## Goal of the exercise:
Rewrite the lines below, changing each occurrence of "keypoint" to "marker" and leaving all else unchanged.

* begin Dataset records *

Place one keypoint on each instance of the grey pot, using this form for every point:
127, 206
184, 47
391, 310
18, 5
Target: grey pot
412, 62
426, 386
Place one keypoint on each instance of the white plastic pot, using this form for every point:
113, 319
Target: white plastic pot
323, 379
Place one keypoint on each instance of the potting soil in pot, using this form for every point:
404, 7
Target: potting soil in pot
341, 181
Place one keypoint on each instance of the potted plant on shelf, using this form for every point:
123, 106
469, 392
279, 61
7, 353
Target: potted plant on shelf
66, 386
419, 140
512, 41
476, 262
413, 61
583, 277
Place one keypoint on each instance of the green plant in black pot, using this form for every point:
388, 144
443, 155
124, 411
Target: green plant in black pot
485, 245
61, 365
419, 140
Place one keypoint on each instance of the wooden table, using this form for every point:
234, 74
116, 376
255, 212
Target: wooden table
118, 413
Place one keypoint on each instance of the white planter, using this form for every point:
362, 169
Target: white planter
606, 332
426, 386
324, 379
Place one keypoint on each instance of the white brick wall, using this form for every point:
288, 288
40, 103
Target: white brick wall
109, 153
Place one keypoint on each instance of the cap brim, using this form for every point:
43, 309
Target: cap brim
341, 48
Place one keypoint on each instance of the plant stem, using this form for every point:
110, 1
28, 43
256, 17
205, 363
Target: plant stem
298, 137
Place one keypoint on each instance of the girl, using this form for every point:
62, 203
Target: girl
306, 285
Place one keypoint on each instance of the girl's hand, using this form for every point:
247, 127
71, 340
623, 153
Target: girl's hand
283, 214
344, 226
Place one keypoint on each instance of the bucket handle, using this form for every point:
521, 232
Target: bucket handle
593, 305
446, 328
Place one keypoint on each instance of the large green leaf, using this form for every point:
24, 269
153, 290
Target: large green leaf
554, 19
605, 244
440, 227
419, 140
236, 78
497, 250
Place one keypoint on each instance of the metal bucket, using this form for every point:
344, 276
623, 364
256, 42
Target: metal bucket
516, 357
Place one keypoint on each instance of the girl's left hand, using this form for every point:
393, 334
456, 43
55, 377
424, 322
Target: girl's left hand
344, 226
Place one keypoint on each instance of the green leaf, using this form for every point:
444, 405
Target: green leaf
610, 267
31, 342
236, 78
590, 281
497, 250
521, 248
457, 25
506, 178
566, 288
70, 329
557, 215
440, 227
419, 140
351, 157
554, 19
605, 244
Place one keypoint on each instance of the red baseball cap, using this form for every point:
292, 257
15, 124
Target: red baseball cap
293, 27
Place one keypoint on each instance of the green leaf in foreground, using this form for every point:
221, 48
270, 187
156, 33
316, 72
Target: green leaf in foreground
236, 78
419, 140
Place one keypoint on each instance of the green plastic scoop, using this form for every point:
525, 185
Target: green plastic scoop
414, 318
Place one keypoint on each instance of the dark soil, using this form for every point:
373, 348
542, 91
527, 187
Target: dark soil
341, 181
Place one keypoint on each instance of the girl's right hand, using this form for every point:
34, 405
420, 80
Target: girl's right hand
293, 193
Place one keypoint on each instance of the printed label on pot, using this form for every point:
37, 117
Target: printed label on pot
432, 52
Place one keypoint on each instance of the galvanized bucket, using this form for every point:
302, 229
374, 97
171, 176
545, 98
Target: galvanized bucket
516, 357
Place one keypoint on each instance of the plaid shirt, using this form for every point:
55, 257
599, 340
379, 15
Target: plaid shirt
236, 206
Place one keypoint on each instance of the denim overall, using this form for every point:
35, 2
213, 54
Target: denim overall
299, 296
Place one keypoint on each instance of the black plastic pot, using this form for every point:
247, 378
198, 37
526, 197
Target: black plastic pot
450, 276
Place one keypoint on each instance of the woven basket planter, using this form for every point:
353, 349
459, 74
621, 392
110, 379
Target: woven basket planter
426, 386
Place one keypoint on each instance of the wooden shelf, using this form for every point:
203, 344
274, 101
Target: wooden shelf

* end Dataset records *

## Output for this exercise:
Place one marker on each instance of the grey pot, using this form for every point:
127, 206
184, 47
391, 310
18, 5
Target: grey pot
412, 62
426, 386
Place one marker on each instance of the white plastic pot, using this form for every point:
113, 319
Target: white plastic pot
323, 379
Place one marker on each instance of the potting soil in pot, using this form for every point:
404, 7
Target: potting soil in pot
341, 181
Place one marker on each instance of the potted plant on shelf, using this form for every point:
123, 106
469, 392
279, 61
7, 353
Target: potted plant on shelf
66, 386
419, 140
512, 41
476, 262
413, 61
583, 277
Place one marker on each instance of the green plant in black pot, using this form for every point:
388, 144
443, 155
124, 411
Target: green plant in black pot
485, 245
61, 365
419, 140
Place one marker on each instance of the wooden table, using this form for every point:
234, 74
116, 376
255, 212
Target: wooden table
118, 413
Place one marker on each instance of the white planter, using this form for every point:
362, 169
Target: white planter
606, 332
426, 386
324, 379
Place one marker on each instance of the white brick wall, using this form for every point:
288, 288
40, 103
Target: white brick wall
109, 153
Place one marker on each instance of the cap brim, using this form for every point:
43, 309
Target: cap brim
341, 48
Place one marker on each instance of the plant stem, using this form for every point:
110, 1
28, 43
256, 17
205, 363
Target: plant stem
298, 137
Place one marker on each instance of the girl, using this form for every point:
62, 203
Target: girl
306, 285
Place one marker on each instance of the girl's hand, using this form for every point:
247, 127
71, 340
623, 153
Target: girl's hand
283, 214
344, 226
Place one marker on each instance of the bucket handle, using this form for every point:
521, 232
Target: bucket handle
593, 305
446, 328
Place one marker on each instance of the large green leaf, using this form for every point:
24, 269
153, 290
Target: large green leaf
554, 19
605, 244
440, 227
419, 140
236, 78
497, 250
Place one marker on each instance of the metal bucket, using this form for every point:
344, 276
623, 364
256, 42
Target: metal bucket
516, 357
Place one marker on each instance of the girl's left hand, using this form for every point:
393, 334
456, 43
55, 377
424, 322
Target: girl's left hand
344, 226
Place one marker on each instance of the green leaf, using this form for every point:
444, 405
Target: green leaf
610, 267
31, 342
236, 78
590, 281
497, 250
521, 248
457, 25
506, 178
566, 288
70, 329
557, 215
440, 227
419, 140
351, 157
554, 19
605, 244
Place one marker on each instance of the red baseball cap, using this form for every point:
292, 257
15, 124
Target: red baseball cap
293, 27
Place one marker on each instance of the green leaf in foreground, using this form for every point:
221, 48
270, 187
156, 33
316, 72
Target: green leaf in foreground
236, 78
419, 140
Place one marker on each instance of the green plastic scoop, using this form for every point:
525, 185
Target: green plastic scoop
414, 318
Place one marker on each instance of the dark soil, using this form for every point:
373, 348
542, 91
527, 187
Target: dark soil
341, 181
Place one marker on each instance of the girl's right hand, using this form for every point:
34, 405
420, 80
Target: girl's right hand
293, 193
Place one marker on each instance of the printed label on pot, using this form for every point:
37, 117
Target: printed label on pot
432, 52
Place one marker on each instance of the galvanized bucket, using this form for every point:
302, 229
374, 97
171, 176
545, 98
Target: galvanized bucket
516, 357
Place one marker on each instance of the plaid shirt, using this form for every point:
55, 257
599, 340
379, 15
Target: plaid shirt
236, 206
Place one marker on each instance of the denim overall, using this form for every point:
35, 2
213, 54
Target: denim overall
299, 296
Place one marker on each instance of the black plastic pot, using this form for every point:
247, 378
198, 37
526, 197
Target: black plastic pot
450, 276
Place one marker on each instance of the woven basket planter, using this form for every point:
353, 349
459, 74
621, 392
110, 379
Target: woven basket planter
426, 386
Place one marker on each instance of the wooden shelf, using this form for every point:
203, 344
274, 101
Target: wooden shelf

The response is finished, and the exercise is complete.